━━━━━ TASK INPUTS ━━━━━

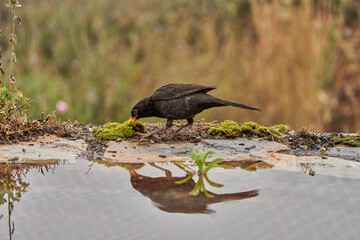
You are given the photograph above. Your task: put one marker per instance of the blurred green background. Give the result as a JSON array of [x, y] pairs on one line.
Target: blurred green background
[[297, 60]]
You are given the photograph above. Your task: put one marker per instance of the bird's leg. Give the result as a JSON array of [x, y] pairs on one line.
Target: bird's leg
[[168, 125], [190, 123]]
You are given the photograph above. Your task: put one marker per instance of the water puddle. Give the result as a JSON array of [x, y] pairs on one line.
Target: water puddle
[[272, 199]]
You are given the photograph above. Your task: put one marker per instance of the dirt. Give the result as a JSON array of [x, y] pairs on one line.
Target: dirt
[[301, 143]]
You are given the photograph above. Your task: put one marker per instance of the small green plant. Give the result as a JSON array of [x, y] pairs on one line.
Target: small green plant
[[113, 131], [200, 158]]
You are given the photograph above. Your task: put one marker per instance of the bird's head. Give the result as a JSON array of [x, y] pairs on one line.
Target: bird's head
[[142, 109]]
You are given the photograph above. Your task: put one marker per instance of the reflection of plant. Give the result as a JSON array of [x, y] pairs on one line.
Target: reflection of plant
[[200, 185], [200, 159], [13, 186]]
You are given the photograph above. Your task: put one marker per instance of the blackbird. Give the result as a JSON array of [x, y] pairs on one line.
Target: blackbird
[[179, 101]]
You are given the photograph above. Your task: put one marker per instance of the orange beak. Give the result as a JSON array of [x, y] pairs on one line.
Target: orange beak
[[133, 120]]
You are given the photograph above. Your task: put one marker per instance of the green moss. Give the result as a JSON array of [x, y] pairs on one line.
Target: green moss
[[113, 131], [127, 166], [227, 127], [232, 129], [281, 127], [353, 141]]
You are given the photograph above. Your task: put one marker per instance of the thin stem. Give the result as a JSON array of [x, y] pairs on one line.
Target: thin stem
[[11, 83], [9, 214]]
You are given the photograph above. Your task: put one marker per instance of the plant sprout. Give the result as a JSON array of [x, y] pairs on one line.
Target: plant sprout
[[200, 159]]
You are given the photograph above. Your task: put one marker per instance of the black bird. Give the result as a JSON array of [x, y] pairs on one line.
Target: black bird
[[179, 101]]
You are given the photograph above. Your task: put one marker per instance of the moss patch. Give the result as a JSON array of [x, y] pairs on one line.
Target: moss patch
[[113, 131], [127, 166], [353, 141], [232, 129]]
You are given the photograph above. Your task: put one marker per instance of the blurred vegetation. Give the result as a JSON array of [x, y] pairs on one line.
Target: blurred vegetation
[[296, 60]]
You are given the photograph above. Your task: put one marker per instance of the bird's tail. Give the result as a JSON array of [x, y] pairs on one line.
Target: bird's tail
[[234, 104]]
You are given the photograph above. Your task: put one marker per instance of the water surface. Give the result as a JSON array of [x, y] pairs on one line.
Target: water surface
[[85, 200]]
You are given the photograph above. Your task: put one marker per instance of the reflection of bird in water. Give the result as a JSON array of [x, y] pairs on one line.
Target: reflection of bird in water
[[174, 198]]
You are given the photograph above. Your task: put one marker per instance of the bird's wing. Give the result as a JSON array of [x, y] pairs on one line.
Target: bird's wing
[[177, 90]]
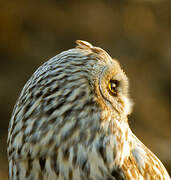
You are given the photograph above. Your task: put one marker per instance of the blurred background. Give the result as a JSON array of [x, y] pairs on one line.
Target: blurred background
[[138, 33]]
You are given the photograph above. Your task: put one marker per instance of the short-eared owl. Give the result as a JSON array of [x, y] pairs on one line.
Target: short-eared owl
[[70, 123]]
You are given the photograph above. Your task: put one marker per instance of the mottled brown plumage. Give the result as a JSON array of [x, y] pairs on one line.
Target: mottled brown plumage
[[70, 122]]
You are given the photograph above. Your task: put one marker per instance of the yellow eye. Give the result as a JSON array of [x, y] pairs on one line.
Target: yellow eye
[[113, 84]]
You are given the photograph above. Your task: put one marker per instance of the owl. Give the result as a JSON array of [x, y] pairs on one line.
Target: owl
[[70, 122]]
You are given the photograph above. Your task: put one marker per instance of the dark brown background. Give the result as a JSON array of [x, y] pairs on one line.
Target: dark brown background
[[138, 33]]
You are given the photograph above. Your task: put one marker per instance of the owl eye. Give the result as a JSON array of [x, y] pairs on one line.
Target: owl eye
[[112, 86]]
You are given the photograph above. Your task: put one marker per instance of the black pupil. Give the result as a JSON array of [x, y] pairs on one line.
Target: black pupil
[[114, 85]]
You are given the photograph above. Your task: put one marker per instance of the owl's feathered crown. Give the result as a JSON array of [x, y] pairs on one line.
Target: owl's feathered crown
[[84, 45]]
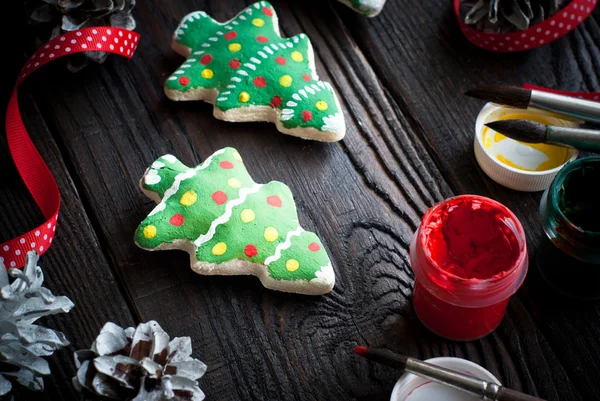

━━━━━

### TASK
Render every entry above as a numbered list with one line per item, omitting blank lines and the pictures.

### SOLUTION TO THIS TASK
1. You are given the photograph above. Your task: put one marker per instance of the blurred green background. Give the result as a JSON array of [x, y] pairs on one line.
2. Target: blurred green background
3. [[297, 60]]
4. You are given the photograph above. Your task: put one marker per instance of the bird's leg. Give the result as a JSON array of [x, y] pairs on one line.
5. Target: bird's leg
6. [[168, 125], [190, 123]]
7. You are given the photograph above. Your task: put one marker per instance of the water puddle. Give the result as a JSON array of [x, y] pairs on one line.
8. Target: water puddle
9. [[272, 199]]
10. You are given the photograph above. Your task: put one marker per instance of the dirt. Give the result as a JSON array of [x, y] pairs on one line.
11. Target: dirt
12. [[301, 143]]
13. You are given the photograph above. Your task: put one marker per instance of the small green plant. Give the result as a JSON array of [x, y] pairs on one line.
14. Target: small green plant
15. [[113, 131], [200, 158]]
16. You are given the photograph above. Your task: put one marker per instance of the bird's head. Give the result as a JSON array of [x, y] pairs on one line.
17. Target: bird's head
18. [[142, 109]]
19. You are given the photograph above. Your task: put one marker per instance of the reflection of plant. Give the result as a JSON array of [x, y] pairs on one line.
20. Target: reflection of plant
21. [[200, 185], [200, 159], [13, 186]]
22. You are given the photograph above. Your task: put one marker per instance of the blackbird. Give the result as a JSON array of [x, y] pairs on one line.
23. Target: blackbird
24. [[179, 101]]
25. You are given the photograph above. Your task: put one marker per instance of the orange beak. Give the result as a JSON array of [x, y] pairs on one line.
26. Target: orange beak
27. [[133, 120]]
28. You are given the photograph above. Your task: put one marker per instance of the green moss. Give the result as a JSON array of [x, y] pairs on one line.
29. Target: green moss
30. [[113, 131], [127, 166], [227, 127], [232, 129], [281, 127], [353, 141]]
31. You are given the photograph above. Your task: put one marker per instance of the thin stem. Give the result as a JSON array of [x, y] pairs on one line.
32. Target: thin stem
33. [[11, 83], [9, 214]]
34. You are given the photograph above. Your task: put one marker per instance of the plant sprout. Give the result as a JSON array of [x, y] pairs on one line.
35. Target: plant sprout
36. [[200, 159]]
37. You are given the photograph above. Your task: put one marker per instance of the black bird. Give the result as a JSON array of [x, y] pairs on one line.
38. Target: black bird
39. [[179, 101]]
40. You are given the photograph above. Your task: put one marker per instance of the moss patch. Give the result as a JSON array of [x, y] pairs on one line.
41. Target: moss patch
42. [[113, 131], [127, 166], [353, 141], [232, 129]]
43. You are given the photograph above. Your task: put one marker per instance of the blurred vegetation. Give the result as a JSON array of [x, y] pairs on one line.
44. Target: blurred vegetation
45. [[296, 60]]
46. You are given the photograph above. Your task: put one marker per instance of the bird's tail. Give the result as a JSON array of [x, y] pairs on one line.
47. Target: bird's tail
48. [[234, 104]]
49. You are given the photograph above. Your task: put one marker per instance of the water surface. Give the result as a JSON array of [x, y] pairs on one line.
50. Target: water surface
51. [[85, 200]]
52. You are given the photograph above. Your task: put one marker per instance of the reflection of bird in water. Give the result as a JSON array of [x, y] pairs on one line.
53. Target: reflection of bird in water
54. [[174, 198]]
55. You are given the photograph above. Your task: put one marker per instance of the bird's wing. Give the result as a JSON array of [x, y] pairs on one line.
56. Target: bird's wing
57. [[177, 90]]
58. You are given the photograph above. Your task: put one marker per instance of the blurred background. Give the result as a JSON array of [x, y] pairs on one line.
59. Target: blurred background
60. [[138, 33]]
61. You are given the photograph above. Your task: put one marker per instance of the short-eared owl. Give the result as a JSON array of [x, y] pairs on one line.
62. Target: short-eared owl
63. [[70, 123]]
64. You are given the photograph above. Your task: put one marker per instance of the mottled brown plumage. Give the result as a JSON array of [x, y] pairs on one line.
65. Target: mottled brown plumage
66. [[70, 122]]
67. You are given the photograph above. Your task: put one marker per instance of the yellow eye. Give the result as a JSON array of [x, y] pairs on one line.
68. Target: yellow eye
69. [[113, 84]]
70. You are given the photograph above. Your task: put one marker per instance of the owl. Give the result as a JSON array of [x, y] pairs on one line.
71. Target: owl
72. [[70, 122]]
73. You are given the photograph above. Your task: put one marker per instance of the dark brown background. Give the result as a JSON array of [x, y] pairs on one line.
74. Target: dark brown background
75. [[138, 33]]
76. You are given the photograph above. Your task: put one marker per instance of the owl eye. Give the result as a JSON array of [x, y] pairs on one line.
77. Target: owl eye
78. [[112, 86]]
79. You are given the photograph above. Your task: put one marker per instance of the black pupil. Give the result as a JSON array of [x, y] pairs on one line.
80. Target: black pupil
81. [[114, 85]]
82. You are given the photograph above. Your task: put one marker per instance of the owl's feathered crown. Give the result as a JSON array of [x, y] pairs on one line.
83. Target: owl's feathered crown
84. [[84, 45]]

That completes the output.